* **DATA SHOWN**
=======

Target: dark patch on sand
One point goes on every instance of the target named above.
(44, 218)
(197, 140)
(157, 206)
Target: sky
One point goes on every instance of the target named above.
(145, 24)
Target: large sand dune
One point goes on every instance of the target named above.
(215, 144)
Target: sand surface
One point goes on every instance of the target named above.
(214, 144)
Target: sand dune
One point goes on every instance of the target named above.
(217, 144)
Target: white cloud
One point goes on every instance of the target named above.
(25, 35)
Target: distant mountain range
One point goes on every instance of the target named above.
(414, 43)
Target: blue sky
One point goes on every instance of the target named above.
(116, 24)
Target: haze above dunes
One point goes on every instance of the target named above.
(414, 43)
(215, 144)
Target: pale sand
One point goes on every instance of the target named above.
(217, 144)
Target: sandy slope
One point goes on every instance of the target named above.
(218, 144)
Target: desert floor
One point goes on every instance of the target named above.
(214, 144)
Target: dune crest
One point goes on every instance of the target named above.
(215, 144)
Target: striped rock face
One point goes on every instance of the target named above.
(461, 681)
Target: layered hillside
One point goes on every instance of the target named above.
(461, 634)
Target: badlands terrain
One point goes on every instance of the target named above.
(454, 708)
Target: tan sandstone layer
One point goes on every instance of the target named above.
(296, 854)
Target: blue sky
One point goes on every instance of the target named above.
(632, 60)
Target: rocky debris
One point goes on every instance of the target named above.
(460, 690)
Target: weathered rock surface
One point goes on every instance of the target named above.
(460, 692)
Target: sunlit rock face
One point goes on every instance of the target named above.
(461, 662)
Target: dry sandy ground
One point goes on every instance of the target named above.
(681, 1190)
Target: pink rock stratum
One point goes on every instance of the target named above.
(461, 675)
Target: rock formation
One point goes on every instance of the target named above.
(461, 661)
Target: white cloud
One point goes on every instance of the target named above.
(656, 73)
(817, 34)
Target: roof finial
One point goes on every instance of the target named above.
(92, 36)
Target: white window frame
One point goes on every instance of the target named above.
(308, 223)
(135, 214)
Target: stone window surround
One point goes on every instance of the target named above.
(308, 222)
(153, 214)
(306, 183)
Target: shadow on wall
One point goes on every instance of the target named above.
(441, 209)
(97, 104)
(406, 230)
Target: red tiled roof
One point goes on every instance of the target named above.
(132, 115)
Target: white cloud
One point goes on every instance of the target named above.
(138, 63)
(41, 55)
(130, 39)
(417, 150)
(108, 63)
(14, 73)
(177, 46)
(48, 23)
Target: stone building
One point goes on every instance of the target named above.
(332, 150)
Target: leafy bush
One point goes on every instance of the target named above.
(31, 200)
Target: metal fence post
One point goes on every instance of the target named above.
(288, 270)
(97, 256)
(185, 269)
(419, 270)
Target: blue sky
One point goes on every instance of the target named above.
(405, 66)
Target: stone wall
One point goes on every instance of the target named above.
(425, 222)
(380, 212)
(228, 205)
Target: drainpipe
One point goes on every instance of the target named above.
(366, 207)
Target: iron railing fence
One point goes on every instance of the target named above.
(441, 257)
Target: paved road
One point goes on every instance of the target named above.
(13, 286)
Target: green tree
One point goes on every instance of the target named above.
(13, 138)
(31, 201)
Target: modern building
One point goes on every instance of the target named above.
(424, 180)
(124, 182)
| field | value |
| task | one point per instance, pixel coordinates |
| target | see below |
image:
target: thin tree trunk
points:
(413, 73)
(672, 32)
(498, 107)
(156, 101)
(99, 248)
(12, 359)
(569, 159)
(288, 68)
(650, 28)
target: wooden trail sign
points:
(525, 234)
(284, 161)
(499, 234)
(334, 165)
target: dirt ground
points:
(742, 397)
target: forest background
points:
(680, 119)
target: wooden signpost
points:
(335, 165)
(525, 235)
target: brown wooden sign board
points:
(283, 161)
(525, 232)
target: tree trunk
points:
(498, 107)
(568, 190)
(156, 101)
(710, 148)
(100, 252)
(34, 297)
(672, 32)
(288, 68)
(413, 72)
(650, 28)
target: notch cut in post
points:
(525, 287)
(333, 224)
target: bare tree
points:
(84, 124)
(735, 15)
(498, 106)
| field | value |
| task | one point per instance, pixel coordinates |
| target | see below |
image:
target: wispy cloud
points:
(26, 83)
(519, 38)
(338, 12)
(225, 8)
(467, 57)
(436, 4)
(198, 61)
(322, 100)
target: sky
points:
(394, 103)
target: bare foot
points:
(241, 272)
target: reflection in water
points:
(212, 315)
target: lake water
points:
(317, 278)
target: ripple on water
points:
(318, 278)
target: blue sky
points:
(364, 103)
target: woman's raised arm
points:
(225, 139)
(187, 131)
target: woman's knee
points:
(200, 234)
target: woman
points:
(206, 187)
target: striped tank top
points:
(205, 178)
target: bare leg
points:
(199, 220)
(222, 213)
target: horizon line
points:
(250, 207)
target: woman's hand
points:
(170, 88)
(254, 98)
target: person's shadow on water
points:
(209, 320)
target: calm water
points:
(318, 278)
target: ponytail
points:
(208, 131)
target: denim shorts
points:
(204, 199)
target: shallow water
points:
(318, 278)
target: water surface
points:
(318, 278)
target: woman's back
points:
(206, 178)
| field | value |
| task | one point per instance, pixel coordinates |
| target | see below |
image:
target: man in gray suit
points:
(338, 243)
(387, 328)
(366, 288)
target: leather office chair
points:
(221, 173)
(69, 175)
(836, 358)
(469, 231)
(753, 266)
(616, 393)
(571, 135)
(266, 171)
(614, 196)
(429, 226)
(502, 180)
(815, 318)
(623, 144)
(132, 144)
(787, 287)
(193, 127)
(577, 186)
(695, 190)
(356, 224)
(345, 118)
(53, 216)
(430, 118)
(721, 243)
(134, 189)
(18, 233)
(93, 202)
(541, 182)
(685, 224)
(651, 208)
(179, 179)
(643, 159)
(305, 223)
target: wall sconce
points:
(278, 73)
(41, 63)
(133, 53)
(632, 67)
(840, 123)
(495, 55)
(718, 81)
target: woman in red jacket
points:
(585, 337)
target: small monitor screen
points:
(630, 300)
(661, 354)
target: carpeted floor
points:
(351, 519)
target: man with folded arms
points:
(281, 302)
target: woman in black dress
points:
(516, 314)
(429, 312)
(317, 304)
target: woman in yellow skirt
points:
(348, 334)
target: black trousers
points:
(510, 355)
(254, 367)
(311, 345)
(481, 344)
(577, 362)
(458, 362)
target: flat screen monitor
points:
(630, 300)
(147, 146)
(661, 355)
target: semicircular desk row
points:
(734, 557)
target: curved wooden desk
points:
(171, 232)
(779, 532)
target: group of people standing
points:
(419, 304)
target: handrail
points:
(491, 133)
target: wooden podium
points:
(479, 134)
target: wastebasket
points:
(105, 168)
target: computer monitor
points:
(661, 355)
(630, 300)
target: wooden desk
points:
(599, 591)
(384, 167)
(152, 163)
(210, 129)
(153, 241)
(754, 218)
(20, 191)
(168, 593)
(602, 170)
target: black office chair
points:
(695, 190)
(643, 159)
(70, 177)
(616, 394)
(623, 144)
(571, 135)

=======

* **WHAT YOU SHOULD DO**
Count the lines above that contain the word "striped". Give only the number.

* **RESULT OF THIS EXERCISE**
2